Supplied passage —
Peng Qiu wins grant from Chan Zuckerberg Initiative
Apr 20, 2018 — Atlanta, GA
April 19, 2018 – Peng Qiu is an associate professor in the Wallace H. Coulter Department of Biomedical Engineering at the Georgia Institute of Technology and Emory University, as well as a researcher in the Petit Institute for Bioengineering and Bioscience at Georgia Tech. As of today, he’s also part of the Chan Zuckerberg Initiative (CZI).
CZI announced today new funding for 85 projects (from an advised fund of the Silicon Valley Community Foundation), including Qiu’s, to support the Human Cell Atlas, a global effort to map every type of cell in the healthy human body as a resource for studies of health and disease. The grants total $15 million over one year.
Projects are focused on developing open computational tools, algorithms, visualizations, and benchmark datasets to enable researchers around the globe to work with the large variety of molecular and imaging data being generated by scientists working on the Human Cell Atlas. The grantees will also collaborate with each other, and with CZI’s scientists and software engineers, to maximize the impact of the new tools and technologies.
Qiu’s main research interests are in bioinformatics and computational biology, focusing on machine learning big data, genomics, and single-cell analytics.
“I am thrilled to welcome this distinguished group of grantees to the CZI family, and I am excited about how they will support the ambitious Human Cell Atlas effort,” said Priscilla Chan MD, co-founder of the Chan Zuckerberg Initiative. “Working together and with our team of scientists and engineers, these partners will create new ways for scientists to use information about healthy and diseased cells. Their efforts will help to accelerate progress toward our goal of curing, preventing, or managing all diseases by the end of the century.”
There are 85 collaborative projects being recommended for funding in response to an open Request for Applications issued by CZI in July 2017. Funding is being awarded to 83 principal investigators at 53 institutions, and in nine countries spanning four continents. Detailed information on each project is available at this link: https://www.chanzuckerberg.com/human-cell-atlas/comp-tools
“We are excited to begin working on these promising projects with new partners from across the globe,” said Cori Bargmann, Head of Science for the Chan Zuckerberg Initiative. “These grantees include experts in experimental biology, engineering, and computational biology. Enabling them to collaborate and bring their diverse perspectives to the work is the core of our approach to advancing biomedical science.”
Over the course of the next year, the grantees will work together and share progress to coordinate efforts and maximize the usability of these tools. Working with CZI’s science and software engineering teams, they will work to bring these tools to the broader scientific community and where appropriate, link them to the Human Cell Atlas Data Coordination Platform.
This new funding round marks the third set of projects CZI is funding in support of the Human Cell Atlas. Last year, CZI announced funding and engineering support to build a Data Coordination Platform, and funding for 38 pilot projects to help new technologies, best practices, and data analysis techniques.
About the Chan Zuckerberg Initiative
The Chan Zuckerberg Initiative was launched in December 2015 by Mark Zuckerberg, founder and CEO of Facebook, and Priscilla Chan, a pediatrician and founder and CEO of The Primary School in East Palo Alto. The Chan Zuckerberg Initiative is a new kind of philanthropy that seeks to engineer change at scale. By pairing world-class engineering with grant-making, impact investing, policy, and advocacy work, CZI hopes to build a future for everyone. Initial areas of focus include supporting science through basic biomedical research and education through personalized learning. CZI is also exploring ways to address barriers to justice and opportunity - from criminal justice reform, to expanded access, to economic opportunity and affordable housing.

Using the information —
(A) Rewrite the paragraph of the grant announcement that begins "CZI announced today new funding" more briefly, keeping its main facts.
(B) Please transcribe the part of the grant announcement that opens with the words containing "Peng Qiu wins" and closes with "Zuckerberg Initiative (CZI).".

Records shown —
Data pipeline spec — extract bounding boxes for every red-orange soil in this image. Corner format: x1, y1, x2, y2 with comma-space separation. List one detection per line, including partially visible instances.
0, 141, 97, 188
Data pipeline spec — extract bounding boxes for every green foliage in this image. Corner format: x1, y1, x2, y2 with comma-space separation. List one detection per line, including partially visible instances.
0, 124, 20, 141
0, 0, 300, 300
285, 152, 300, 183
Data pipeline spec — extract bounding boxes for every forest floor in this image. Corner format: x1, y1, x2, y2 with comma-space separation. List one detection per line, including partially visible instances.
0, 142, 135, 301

Answers to the exercises —
(A) CZI announced one year of grants totaling $15 million for 85 projects, including Qiu's. The money comes from an advised fund of the Silicon Valley Community Foundation. The grants support the Human Cell Atlas, a global effort to map every type of cell in the healthy human body as a resource for studying health and disease.

(B)
Peng Qiu wins grant from Chan Zuckerberg Initiative
Apr 20, 2018 — Atlanta, GA
April 19, 2018 – Peng Qiu is an associate professor in the Wallace H. Coulter Department of Biomedical Engineering at the Georgia Institute of Technology and Emory University, as well as a researcher in the Petit Institute for Bioengineering and Bioscience at Georgia Tech. As of today, he’s also part of the Chan Zuckerberg Initiative (CZI).